QUOTED PASSAGE: Begin

(Reuters) -Bank of America’s profit rose in the third quarter, as its investment bankers earned big from advising on mega deals, sending shares of the lender up more than 3% in trading before the bell.
The bank and its biggest rivals benefited from renewed confidence among corporations to carry out large mergers and acquisitions.
Globally, megadeals reached $1.26 trillion during the reported quarter, a 40% jump from the same period last year, marking the second-highest third-quarter total on record, according to Dealogic data.
Overall global dealmaking topped $3 trillion in the first nine months of 2025, reaching the highest level since the pandemic peak in 2021, according to Mergermarket data.
Investment banking fees at BofA rose 43% to $2 billion from a year earlier, compared with executives’ earlier forecast for a 10% to 15% increase.
INTEREST INCOME BOOST
Net interest income — or the difference between what the bank earns on loans and pays out on deposits — rose 9% to $15.2 billion in the quarter from a year earlier.
BofA’s management now expects fourth-quarter NII between $15.6 billion and $15.7 billion, up about 8% from a year earlier.
The Federal Reserve’s 25-basis-points cut in September could stoke demand from borrowers. BofA had previously said it expects record net interest income in 2025.
“Strong loan and deposit growth, coupled with effective balance sheet positioning, resulted in record net interest income,” CEO Brian Moynihan said in a statement.
BofA’s stock, however, has underperformed all of its peers as well as the KBW Bank Index so far in 2025.
The second-largest U.S. bank on Wednesday reported a net income of $8.5 billion, or $1.06 per share, in the three months ended September 30. That compares with $6.9 billion, or 81 cents per share, a year earlier.

QUOTED PASSAGE: End
MATERIAL PROVIDED: Begin

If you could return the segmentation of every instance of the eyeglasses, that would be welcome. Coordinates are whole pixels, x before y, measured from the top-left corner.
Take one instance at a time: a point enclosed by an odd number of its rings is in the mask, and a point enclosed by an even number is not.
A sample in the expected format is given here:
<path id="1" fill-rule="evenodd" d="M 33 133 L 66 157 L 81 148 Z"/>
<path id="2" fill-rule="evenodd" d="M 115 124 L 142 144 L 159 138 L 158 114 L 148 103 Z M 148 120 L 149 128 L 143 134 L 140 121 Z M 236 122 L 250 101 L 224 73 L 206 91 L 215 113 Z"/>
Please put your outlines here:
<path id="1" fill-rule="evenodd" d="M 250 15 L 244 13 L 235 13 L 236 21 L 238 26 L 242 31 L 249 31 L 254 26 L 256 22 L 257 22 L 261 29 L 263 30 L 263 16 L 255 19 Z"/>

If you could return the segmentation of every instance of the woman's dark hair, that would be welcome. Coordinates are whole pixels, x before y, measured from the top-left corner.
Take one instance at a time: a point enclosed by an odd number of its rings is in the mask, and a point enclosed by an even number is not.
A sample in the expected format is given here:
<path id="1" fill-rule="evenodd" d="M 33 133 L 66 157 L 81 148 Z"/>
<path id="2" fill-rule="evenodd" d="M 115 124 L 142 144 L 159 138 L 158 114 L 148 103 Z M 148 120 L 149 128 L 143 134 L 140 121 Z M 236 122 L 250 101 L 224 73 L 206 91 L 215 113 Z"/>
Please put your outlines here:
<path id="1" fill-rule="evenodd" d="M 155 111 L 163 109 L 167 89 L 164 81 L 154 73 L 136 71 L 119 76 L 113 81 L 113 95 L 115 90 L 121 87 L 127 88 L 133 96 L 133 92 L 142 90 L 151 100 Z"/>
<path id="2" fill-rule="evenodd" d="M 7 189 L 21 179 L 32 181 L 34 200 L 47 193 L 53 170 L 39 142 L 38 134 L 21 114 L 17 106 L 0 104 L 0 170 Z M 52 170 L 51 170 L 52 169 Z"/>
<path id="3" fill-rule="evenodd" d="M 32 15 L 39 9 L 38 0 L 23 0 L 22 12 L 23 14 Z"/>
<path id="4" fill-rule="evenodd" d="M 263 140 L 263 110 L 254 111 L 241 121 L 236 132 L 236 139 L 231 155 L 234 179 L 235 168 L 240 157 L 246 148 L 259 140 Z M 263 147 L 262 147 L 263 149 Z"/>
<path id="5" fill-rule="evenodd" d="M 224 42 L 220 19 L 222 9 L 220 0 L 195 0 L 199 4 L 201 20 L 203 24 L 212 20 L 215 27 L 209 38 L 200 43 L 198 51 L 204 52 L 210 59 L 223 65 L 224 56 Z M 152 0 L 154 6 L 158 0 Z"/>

MATERIAL PROVIDED: End

## AIM OF THE EXERCISE
Retype the Bank of America article word for word, starting with "Globally, megadeals reached" and ending after "to Dealogic data.". The data above is unrelated to the Bank of America article.

## EXERCISE OUTPUT
Globally, megadeals reached $1.26 trillion during the reported quarter, a 40% jump from the same period last year, marking the second-highest third-quarter total on record, according to Dealogic data.